━━━ Exercise inputs ━━━

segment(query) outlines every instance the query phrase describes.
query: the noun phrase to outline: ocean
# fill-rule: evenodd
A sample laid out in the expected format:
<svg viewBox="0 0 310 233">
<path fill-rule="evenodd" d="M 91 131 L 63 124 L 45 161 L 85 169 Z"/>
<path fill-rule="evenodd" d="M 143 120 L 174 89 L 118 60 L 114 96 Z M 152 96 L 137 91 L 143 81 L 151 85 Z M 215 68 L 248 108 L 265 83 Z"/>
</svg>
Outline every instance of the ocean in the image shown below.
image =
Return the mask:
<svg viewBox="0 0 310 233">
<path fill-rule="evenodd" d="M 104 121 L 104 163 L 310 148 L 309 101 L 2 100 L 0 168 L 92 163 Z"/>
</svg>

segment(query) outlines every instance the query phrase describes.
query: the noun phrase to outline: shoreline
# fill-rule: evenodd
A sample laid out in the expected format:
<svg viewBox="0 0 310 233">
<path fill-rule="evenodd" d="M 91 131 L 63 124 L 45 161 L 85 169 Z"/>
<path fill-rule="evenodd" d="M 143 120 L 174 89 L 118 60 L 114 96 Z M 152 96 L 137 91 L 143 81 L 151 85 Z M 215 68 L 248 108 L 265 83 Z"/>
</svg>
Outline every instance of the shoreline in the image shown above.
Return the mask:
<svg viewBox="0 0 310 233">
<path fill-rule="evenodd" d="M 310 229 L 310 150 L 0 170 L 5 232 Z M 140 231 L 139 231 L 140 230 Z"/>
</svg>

━━━

Direction ▸
Filter the records above and copy every line that contains the word "noun".

Reply ▸
query: the noun phrase to outline: ocean
query: the noun phrase to outline: shoreline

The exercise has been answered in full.